**EXERCISE DETAILS:** Every line of the records that holds the word "most" should be copied out.

[Collected data entries]
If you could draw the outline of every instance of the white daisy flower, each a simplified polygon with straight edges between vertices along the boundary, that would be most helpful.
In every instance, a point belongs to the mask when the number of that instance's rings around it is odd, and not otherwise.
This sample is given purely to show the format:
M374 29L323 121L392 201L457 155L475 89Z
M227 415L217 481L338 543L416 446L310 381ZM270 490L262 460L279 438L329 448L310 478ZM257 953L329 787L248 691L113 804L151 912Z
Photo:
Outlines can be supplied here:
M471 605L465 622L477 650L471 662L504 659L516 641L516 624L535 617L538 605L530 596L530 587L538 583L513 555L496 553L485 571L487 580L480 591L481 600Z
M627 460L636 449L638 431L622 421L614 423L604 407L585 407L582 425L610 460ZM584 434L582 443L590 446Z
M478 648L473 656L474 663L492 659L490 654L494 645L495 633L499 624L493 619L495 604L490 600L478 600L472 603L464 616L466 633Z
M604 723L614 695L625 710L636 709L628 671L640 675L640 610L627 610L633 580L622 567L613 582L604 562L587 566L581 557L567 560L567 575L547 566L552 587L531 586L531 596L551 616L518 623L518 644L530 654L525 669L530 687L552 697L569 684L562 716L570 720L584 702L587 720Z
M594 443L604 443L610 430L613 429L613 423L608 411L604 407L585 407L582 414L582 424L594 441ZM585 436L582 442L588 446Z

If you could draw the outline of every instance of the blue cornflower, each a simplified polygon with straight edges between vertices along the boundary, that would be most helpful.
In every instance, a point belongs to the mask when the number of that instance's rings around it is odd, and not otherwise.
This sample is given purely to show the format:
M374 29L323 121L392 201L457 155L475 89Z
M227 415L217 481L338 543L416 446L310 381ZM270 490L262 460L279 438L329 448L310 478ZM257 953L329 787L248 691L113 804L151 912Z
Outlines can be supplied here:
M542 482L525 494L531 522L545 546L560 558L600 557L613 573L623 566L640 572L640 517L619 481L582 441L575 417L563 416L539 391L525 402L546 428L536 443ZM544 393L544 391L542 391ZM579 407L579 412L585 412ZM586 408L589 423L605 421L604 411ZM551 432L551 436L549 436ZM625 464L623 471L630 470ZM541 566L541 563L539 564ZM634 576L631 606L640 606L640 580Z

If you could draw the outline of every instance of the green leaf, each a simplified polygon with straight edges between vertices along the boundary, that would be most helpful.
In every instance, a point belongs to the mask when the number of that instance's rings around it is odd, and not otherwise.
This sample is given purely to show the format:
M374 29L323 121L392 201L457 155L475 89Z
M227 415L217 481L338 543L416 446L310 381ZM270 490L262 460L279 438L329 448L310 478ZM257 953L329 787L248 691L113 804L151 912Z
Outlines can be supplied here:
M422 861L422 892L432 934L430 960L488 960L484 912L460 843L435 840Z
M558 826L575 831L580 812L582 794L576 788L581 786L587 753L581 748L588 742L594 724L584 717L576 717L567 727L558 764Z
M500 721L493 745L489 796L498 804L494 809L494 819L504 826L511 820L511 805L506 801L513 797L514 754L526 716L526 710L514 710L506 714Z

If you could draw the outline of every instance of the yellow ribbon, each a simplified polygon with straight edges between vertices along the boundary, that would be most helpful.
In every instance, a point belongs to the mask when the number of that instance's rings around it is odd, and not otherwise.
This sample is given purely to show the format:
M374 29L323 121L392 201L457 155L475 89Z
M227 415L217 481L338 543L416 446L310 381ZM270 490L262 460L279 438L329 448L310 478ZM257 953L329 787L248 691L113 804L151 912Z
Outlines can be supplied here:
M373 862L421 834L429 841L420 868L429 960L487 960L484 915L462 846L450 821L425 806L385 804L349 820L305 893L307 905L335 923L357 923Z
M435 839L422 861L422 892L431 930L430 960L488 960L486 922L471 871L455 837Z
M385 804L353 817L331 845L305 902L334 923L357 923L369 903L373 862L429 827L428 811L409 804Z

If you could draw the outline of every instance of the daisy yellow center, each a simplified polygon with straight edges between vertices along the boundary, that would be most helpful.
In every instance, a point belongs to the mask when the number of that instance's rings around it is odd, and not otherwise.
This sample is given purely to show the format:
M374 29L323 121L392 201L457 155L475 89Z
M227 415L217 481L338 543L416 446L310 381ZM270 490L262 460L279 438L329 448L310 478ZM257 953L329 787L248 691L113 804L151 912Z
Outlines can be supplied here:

**TASK RESULT:**
If you could draw the outline of every instance of the white daisy flower, each a simplified polygon with straight edges between vertices along the boundary, that would be most helpful.
If you could draw the outline of every instance of the blue cornflower, each a simplified polygon with straight edges between vertices along the boundary, that would be most helpful.
If you could draw the outline of every instance of the green leaf, each a simplified polygon with straight edges between vertices along the boundary, that would be most helpful.
If you could draw the outline of every instance of the yellow ribbon, each a simplified polygon with straight edges between vertices along the boundary, that would be most helpful.
If you could draw the outline of every instance of the daisy yellow center, each a simplified polygon with straight edges between vertices along the boundary, that would be most helpful.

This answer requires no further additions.